[Exercise data — start]

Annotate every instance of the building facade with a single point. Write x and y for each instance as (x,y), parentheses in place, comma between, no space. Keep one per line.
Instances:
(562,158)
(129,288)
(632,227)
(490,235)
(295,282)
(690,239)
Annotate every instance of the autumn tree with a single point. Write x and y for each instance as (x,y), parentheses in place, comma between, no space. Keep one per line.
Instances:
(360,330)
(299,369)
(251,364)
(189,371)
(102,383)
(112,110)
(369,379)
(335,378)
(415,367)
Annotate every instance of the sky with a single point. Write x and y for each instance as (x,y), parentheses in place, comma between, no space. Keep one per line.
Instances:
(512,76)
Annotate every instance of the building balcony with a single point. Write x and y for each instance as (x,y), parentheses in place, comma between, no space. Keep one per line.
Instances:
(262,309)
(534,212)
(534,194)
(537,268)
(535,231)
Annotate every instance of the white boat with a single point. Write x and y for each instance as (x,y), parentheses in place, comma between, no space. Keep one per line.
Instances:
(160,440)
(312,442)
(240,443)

[Exercise data — finish]

Work task
The answer must be every line from the records above that contains "building".

Output
Annotate every instance of the building facade with a single point. Write x and y for each instance as (x,y), parentheses in place, comma between, no space. Keep one per line.
Annotate every instance of the building balcony with a single point. Write x and y for each instance as (x,y), parentheses in place, comma between, no space. Keep one per line.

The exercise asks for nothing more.